Start of STORED RECORDS
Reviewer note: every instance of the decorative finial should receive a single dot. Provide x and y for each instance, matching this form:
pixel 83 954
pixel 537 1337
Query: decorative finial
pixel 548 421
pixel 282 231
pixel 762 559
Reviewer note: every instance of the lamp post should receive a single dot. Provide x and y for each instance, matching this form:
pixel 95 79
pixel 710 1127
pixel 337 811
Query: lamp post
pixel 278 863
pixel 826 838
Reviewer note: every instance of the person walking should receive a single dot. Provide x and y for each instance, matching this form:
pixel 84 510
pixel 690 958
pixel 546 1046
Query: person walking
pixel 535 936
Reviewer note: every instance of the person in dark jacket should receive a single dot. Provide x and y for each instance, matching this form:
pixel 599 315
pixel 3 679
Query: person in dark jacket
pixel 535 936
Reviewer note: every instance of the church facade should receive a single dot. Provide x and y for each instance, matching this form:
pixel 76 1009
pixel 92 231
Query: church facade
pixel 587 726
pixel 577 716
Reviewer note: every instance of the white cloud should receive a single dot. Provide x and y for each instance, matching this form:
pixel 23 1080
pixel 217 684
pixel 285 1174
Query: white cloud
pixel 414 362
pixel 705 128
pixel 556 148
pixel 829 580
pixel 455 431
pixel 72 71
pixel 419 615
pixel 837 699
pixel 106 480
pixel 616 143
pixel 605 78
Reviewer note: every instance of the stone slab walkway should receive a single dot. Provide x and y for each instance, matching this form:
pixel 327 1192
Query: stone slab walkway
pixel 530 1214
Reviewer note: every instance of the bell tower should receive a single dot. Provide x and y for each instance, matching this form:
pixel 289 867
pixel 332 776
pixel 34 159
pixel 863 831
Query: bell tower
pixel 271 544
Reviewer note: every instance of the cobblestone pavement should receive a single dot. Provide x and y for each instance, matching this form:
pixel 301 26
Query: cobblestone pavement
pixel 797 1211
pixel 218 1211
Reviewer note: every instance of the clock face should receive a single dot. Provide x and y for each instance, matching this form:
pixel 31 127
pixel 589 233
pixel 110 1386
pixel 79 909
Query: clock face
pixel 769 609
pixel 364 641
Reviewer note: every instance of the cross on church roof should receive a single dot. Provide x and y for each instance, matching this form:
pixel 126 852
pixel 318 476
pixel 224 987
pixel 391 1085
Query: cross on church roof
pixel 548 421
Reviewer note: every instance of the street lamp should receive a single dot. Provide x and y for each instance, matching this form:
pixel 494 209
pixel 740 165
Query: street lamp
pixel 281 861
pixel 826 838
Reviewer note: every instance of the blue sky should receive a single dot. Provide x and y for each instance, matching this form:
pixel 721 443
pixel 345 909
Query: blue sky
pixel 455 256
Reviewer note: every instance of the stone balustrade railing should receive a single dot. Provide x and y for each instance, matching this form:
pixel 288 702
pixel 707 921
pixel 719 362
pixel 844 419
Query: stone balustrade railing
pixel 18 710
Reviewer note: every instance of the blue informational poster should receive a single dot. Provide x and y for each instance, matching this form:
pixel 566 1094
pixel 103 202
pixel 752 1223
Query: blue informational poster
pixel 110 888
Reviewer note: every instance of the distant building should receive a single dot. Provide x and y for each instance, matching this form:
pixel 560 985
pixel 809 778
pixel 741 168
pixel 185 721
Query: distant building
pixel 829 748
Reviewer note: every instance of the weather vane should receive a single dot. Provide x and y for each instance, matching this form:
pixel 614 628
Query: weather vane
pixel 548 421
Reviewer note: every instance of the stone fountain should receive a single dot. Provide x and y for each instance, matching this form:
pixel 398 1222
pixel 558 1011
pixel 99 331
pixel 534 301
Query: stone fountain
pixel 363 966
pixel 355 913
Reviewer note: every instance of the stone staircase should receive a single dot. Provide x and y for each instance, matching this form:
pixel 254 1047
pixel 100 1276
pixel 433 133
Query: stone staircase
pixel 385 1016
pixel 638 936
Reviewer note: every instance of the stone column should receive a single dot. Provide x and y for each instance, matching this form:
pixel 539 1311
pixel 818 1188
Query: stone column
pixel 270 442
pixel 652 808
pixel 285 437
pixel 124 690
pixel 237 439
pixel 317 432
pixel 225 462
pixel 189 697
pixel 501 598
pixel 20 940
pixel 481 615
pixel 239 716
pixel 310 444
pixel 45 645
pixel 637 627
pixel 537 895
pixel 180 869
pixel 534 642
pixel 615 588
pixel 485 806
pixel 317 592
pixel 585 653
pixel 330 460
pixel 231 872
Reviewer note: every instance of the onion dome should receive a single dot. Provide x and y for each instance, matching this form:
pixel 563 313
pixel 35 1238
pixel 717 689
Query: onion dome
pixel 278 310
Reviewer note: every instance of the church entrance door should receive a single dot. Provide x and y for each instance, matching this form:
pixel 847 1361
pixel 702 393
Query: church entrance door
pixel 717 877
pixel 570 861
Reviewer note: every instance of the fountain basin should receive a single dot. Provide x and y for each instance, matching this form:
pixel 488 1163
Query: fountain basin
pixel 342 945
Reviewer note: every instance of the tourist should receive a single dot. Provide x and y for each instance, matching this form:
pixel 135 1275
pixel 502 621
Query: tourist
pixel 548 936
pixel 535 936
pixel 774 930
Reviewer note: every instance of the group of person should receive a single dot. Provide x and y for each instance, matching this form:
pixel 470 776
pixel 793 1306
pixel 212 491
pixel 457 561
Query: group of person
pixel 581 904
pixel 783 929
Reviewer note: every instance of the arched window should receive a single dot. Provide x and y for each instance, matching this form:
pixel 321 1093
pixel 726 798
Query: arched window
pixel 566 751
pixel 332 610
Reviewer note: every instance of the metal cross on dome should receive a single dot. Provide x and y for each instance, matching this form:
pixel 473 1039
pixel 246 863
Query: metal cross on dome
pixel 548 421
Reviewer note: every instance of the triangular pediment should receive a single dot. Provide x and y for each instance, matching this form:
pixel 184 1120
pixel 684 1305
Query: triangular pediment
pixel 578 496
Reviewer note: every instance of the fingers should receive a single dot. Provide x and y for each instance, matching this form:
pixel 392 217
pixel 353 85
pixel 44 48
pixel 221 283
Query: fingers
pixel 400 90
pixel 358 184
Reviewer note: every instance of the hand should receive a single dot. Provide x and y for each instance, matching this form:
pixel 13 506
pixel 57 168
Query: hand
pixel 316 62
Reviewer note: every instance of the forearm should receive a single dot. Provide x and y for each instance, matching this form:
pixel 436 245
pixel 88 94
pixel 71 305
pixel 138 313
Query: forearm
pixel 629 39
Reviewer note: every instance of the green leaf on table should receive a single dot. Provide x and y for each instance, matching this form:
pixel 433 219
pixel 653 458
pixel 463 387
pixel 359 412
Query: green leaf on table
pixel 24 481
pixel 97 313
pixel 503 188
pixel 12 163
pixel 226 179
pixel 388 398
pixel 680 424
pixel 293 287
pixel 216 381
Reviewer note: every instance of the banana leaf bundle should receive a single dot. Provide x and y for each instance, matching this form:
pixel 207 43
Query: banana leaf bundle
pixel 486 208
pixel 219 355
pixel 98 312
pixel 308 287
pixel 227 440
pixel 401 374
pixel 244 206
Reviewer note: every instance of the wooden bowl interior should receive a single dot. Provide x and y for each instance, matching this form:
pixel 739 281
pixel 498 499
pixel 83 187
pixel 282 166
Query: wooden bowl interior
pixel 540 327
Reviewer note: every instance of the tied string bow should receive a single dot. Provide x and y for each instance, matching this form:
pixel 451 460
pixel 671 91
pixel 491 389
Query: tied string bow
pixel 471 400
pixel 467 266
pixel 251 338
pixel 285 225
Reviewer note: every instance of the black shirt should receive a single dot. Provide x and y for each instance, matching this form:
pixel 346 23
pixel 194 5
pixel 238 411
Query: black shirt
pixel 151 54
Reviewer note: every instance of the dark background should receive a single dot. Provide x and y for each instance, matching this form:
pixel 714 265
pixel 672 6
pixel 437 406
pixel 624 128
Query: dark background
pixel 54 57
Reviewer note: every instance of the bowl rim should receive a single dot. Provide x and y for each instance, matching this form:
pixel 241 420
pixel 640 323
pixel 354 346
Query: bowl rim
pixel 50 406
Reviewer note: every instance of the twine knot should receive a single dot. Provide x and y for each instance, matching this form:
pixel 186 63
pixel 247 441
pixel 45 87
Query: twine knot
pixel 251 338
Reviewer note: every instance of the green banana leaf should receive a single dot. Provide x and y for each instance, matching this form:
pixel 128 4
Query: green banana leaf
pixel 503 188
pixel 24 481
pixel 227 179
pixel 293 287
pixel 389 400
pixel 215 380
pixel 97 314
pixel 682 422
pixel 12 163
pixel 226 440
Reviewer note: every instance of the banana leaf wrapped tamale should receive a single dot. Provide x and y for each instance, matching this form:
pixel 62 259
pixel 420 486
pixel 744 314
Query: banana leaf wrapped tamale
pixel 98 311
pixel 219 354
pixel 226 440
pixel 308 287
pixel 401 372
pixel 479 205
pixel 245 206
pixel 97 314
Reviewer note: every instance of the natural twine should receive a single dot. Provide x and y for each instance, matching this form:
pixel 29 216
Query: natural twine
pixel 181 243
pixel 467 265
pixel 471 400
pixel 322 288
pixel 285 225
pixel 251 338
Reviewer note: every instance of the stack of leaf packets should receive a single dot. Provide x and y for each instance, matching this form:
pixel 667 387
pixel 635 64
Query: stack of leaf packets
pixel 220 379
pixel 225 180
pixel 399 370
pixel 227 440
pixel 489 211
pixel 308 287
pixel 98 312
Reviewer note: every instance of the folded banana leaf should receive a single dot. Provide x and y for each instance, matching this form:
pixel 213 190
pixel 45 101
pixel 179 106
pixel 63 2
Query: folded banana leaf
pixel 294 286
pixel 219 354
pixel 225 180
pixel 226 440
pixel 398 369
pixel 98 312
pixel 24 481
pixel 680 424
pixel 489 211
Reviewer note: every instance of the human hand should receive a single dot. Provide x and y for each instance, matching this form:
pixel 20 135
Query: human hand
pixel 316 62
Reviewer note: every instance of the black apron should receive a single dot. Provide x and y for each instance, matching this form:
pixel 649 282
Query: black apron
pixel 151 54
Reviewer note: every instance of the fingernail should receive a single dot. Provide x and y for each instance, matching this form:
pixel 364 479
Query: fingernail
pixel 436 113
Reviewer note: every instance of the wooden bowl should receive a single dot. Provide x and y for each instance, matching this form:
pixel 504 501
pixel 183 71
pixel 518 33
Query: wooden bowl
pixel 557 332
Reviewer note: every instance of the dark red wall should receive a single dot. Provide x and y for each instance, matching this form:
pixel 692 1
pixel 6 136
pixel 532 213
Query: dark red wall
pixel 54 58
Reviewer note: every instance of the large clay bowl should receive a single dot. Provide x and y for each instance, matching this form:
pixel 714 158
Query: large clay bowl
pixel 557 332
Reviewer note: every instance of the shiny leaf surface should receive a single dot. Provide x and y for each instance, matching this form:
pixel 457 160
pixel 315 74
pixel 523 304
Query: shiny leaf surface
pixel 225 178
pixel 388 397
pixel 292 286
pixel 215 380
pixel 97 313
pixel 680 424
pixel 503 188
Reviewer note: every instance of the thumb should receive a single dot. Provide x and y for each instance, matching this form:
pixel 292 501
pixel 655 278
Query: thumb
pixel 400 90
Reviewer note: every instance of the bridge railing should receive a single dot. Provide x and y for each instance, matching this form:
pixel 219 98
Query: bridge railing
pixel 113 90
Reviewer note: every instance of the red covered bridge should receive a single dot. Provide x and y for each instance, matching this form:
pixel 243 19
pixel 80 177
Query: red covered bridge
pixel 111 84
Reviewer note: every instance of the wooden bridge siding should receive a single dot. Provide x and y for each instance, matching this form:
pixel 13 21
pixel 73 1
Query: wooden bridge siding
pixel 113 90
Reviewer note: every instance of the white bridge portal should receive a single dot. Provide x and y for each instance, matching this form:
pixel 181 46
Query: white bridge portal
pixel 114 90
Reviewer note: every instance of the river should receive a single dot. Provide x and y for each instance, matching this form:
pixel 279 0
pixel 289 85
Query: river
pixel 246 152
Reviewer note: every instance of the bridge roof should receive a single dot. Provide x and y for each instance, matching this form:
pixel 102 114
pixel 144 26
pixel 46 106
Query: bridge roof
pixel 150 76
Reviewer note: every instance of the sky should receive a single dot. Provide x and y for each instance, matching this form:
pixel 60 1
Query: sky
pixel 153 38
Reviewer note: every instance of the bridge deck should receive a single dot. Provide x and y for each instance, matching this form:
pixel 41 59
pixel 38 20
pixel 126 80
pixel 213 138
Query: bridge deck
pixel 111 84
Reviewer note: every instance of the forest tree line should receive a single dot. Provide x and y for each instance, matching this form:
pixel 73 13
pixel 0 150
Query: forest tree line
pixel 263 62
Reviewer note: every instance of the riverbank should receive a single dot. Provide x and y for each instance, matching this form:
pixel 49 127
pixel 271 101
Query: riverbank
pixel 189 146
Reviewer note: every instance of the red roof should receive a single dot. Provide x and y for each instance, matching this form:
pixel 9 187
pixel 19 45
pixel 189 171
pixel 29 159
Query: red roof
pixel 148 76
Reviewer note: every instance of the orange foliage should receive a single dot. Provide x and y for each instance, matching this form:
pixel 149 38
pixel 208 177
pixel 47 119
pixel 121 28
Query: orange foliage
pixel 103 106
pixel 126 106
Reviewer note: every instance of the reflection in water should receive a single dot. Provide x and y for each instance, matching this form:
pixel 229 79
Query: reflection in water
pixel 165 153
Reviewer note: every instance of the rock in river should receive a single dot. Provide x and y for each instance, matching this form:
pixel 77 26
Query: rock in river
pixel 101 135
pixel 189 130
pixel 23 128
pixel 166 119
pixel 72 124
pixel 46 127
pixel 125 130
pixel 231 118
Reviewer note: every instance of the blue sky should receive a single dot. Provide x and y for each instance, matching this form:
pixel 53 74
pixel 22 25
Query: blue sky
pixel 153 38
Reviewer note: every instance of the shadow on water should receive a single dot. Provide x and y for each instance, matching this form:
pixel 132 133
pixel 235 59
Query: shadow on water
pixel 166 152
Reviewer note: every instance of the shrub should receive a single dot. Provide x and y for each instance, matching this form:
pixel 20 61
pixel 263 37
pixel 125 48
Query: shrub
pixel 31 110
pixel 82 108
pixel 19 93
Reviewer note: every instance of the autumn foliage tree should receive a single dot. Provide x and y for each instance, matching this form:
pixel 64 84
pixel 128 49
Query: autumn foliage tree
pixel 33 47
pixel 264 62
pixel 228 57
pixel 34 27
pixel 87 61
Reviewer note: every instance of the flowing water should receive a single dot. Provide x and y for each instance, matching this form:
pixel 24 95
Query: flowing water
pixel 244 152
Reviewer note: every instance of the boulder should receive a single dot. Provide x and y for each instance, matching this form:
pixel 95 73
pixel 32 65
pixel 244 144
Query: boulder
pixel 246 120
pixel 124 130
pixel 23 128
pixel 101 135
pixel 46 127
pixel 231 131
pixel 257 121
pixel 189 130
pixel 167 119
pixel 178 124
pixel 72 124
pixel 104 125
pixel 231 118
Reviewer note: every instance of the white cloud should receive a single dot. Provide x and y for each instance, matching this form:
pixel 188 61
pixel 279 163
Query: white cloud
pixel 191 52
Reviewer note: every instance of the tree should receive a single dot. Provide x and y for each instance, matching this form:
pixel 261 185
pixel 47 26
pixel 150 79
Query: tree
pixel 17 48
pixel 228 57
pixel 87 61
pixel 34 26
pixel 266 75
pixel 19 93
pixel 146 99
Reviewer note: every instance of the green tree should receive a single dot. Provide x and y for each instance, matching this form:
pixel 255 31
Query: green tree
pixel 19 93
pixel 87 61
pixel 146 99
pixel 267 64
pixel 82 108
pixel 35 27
End of STORED RECORDS
WHAT YOU WILL DO:
Copy out the rows between the line holding "Reviewer note: every instance of the wooden bridge" and the line holding "pixel 150 76", inclusive, and replace "river" with "stream" in them. Keep everything else the same.

THE REPLY:
Reviewer note: every instance of the wooden bridge siding should receive a single dot. Provide x and y for each instance, matching this form:
pixel 13 21
pixel 73 1
Query: wooden bridge siding
pixel 113 90
Reviewer note: every instance of the white bridge portal should receive a single dot. Provide x and y for each instance, matching this form:
pixel 181 46
Query: white bridge portal
pixel 114 90
Reviewer note: every instance of the stream should receive a single dot. Provide x and y for each instance, matching this form:
pixel 279 0
pixel 289 85
Query: stream
pixel 246 152
Reviewer note: every instance of the bridge roof should receive a single dot. Provide x and y for each instance, matching this form:
pixel 102 114
pixel 144 26
pixel 46 106
Query: bridge roof
pixel 150 76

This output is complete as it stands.